# [Consignes de l'exercice]
Renvoyez telles quelles toutes les lignes des items ci-dessous, sans en omettre aucune.

Entrées d'un jeu de données de pointage:
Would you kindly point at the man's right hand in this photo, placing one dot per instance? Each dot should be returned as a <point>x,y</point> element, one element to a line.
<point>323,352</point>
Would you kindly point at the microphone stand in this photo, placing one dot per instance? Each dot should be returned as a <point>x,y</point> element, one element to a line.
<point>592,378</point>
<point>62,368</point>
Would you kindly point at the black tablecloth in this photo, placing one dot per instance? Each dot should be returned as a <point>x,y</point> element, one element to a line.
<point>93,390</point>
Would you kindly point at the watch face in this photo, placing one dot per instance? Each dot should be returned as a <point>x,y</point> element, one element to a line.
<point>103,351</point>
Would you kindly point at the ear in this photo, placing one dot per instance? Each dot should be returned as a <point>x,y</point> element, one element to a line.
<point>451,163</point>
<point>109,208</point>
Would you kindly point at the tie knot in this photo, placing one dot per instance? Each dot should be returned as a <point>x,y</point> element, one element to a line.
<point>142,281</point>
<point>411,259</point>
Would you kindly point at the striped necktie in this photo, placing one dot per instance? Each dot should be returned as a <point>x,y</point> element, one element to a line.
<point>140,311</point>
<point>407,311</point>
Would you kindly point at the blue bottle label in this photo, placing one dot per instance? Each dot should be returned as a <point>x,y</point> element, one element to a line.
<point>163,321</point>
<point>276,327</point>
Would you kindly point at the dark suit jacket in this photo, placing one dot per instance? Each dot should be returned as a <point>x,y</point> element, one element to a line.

# [Réponse rédigée]
Would you kindly point at the man's right hand in this photo, placing one dot per instance? Each dot should be returned as a <point>x,y</point> element, one element to a line.
<point>323,352</point>
Would you kindly point at the microphone stand in this photo, placing one dot per instance? Each dot should be returned as a <point>x,y</point> element, one element to a line.
<point>592,378</point>
<point>62,368</point>
Would you kindly point at the black tablecloth in this photo, placing one dot per instance? Each dot should be returned as a <point>x,y</point> element, one element to a line.
<point>93,390</point>
Would you kindly point at the watch face in this photo, placing one dot per instance? Each dot should be returned as a <point>x,y</point> element, one element to a line.
<point>103,351</point>
Would you kindly point at the ear in this photo, placing one dot per instance? Each dot should be returned as a <point>x,y</point> element, one element to a line.
<point>451,163</point>
<point>109,208</point>
Would you kindly point at the tie knot in this photo, placing one dot per instance? Each dot should be returned as a <point>x,y</point> element, one element to a line.
<point>142,281</point>
<point>411,259</point>
Would you kindly point at the striped necktie in this photo, placing one dot per instance? Each dot should be returned as a <point>x,y</point> element, one element to a line.
<point>140,311</point>
<point>407,311</point>
Would you kindly point at the blue bottle label in this photo, placing one dot per instance? Each dot should be returned as a <point>x,y</point> element, one element to a line.
<point>163,321</point>
<point>276,327</point>
Would you kindly point at the dark suit jacket in this photo, placing one dot per instance? Each dot should be returned as a <point>x,y</point> element, one element to a line.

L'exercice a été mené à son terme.